## Begin
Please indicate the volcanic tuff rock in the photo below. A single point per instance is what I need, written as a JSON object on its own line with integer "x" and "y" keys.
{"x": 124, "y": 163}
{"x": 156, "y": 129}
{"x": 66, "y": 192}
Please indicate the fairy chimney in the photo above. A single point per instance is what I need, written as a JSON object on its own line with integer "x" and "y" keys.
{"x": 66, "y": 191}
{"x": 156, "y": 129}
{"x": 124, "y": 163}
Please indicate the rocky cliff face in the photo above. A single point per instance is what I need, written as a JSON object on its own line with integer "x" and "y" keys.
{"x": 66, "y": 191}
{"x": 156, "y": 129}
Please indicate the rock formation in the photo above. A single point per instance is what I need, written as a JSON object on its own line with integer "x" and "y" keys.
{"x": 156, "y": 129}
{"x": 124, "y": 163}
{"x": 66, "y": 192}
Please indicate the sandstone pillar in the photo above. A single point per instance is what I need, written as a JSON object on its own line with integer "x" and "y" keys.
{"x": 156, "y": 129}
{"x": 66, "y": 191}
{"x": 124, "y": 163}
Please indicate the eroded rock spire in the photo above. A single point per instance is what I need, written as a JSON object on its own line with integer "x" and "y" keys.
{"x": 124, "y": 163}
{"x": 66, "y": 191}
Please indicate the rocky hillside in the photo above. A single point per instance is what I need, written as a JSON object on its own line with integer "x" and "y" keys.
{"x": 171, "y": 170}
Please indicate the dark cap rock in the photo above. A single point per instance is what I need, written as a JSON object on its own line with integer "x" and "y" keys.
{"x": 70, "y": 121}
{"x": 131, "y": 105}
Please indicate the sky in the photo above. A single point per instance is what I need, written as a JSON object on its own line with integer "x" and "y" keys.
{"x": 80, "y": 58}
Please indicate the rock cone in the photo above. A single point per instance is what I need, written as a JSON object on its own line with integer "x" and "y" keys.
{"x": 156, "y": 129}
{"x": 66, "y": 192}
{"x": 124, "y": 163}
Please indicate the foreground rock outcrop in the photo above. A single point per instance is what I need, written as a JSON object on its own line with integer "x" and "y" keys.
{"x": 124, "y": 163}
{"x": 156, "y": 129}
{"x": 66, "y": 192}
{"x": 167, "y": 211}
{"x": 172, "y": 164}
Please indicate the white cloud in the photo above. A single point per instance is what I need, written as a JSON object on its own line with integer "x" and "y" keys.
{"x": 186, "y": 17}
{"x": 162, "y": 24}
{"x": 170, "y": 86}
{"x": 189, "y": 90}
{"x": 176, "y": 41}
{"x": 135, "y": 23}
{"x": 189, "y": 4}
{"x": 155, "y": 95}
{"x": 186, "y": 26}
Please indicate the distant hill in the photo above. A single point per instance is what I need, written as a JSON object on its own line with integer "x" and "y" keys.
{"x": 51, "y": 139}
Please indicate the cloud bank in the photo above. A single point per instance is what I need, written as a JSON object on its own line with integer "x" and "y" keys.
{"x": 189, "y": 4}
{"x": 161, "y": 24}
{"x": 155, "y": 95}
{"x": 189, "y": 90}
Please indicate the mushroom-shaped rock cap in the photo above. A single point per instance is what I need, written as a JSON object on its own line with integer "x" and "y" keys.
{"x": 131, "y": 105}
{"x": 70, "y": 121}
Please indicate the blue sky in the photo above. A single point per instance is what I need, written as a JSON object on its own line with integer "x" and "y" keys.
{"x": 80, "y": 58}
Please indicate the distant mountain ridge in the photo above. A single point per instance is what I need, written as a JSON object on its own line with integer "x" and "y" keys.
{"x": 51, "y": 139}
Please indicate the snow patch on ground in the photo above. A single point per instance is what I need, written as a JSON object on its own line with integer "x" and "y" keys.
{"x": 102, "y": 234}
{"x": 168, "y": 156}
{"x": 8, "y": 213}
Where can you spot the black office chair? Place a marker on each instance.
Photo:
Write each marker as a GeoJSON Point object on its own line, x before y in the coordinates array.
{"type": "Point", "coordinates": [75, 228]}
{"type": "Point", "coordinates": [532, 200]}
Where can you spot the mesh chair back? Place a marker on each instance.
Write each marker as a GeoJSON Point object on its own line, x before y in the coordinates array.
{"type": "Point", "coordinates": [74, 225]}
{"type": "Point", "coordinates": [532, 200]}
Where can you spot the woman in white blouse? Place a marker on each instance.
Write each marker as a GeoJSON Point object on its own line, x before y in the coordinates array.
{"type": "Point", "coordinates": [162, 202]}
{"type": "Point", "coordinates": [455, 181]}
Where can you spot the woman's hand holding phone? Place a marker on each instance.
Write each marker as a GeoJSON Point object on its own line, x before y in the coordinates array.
## End
> **Exercise instructions**: Copy only the stretch running from the line containing "Where can you spot the woman in" to the final line of the entries, both ends included, exactly as it stands.

> **Solution**:
Where can you spot the woman in white blouse? Place a marker on each instance.
Write each marker as a GeoJSON Point object on its own line, x before y in the coordinates array.
{"type": "Point", "coordinates": [162, 202]}
{"type": "Point", "coordinates": [455, 181]}
Where can you spot the woman's hand holding phone? Place a marker on each instance.
Write each marker as a GeoJSON Point object on its own line, x before y in the coordinates array.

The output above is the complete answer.